Source:
- - -

After providing user credentials on GitHub page I’m prompted to confirm authorization of Dev.to to have my user information.
On this screen we can define to which resources, on GitHub site, we can grant access to for Dev.to. On above picture it clearly says that only email address (in read-only mode) will be taken from there, which is a real case. In my example Dev.to would need also to ask for access to the repository list.
In this step we can define what
scope, what information, we would like to grant permission to read (or write) for a client applications. This decision is totally up to the resource owner and it gives her/him a control of how much power she/he wants to give to a client software.
What was described in previous section is called Authorization Code Flow (Grant) and it’s one of several flows defined in OAuth 2.0 framework. Each one of them describes how to obtain access token (credential) and can be a little bit different than what was presented in previous diagram. Apart from mentioned flow there are also:
- Client Credentials — usually used in machine-to-machine communication when a human is not involved in any particular step, so there is no resource owner,
- Resource Owner Password Flow — not recommended, but could be used for highly-trusted client applications. The reason for that is that here resource owner credentials are provided to the client which then pass them to the authorization server, which might cause a security bridge,
- Implicit Flow — initially it was designed to be used for clients that runs in a web browser (Angular, React, Vue, etc.) in which a resource owner’s web browser received an access token, so she/he needs to store it on their side (e.g. in browser’s Local Storage). Currently this approach is not recommended, as potential attackers could steal such token from user’s Local Storage.

- - -

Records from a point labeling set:
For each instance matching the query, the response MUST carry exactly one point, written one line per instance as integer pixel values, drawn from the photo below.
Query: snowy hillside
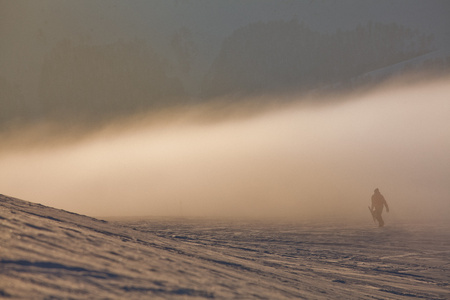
(49, 253)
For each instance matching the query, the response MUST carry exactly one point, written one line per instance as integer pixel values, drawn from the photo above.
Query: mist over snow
(224, 149)
(50, 253)
(314, 158)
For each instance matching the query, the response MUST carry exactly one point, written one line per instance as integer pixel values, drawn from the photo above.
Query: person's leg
(379, 219)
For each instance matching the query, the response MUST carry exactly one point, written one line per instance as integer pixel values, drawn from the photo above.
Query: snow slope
(53, 254)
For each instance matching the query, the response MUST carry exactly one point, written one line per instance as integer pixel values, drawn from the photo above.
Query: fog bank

- - -

Parts of the exercise:
1. In the OAuth text, which flow is usually used when machines talk to each other with no human involved?
2. Turn the paragraph beginning "What was described in previous section" in the OAuth text into a short list of its main points.

Replies:
1. Client Credentials

2.
- The flow described earlier is called Authorization Code Flow (Grant).
- It is one of several flows defined in the OAuth 2.0 framework.
- Each flow describes how to get an access token (credential), and each can differ a little from the earlier diagram.
- Other flows exist besides this one.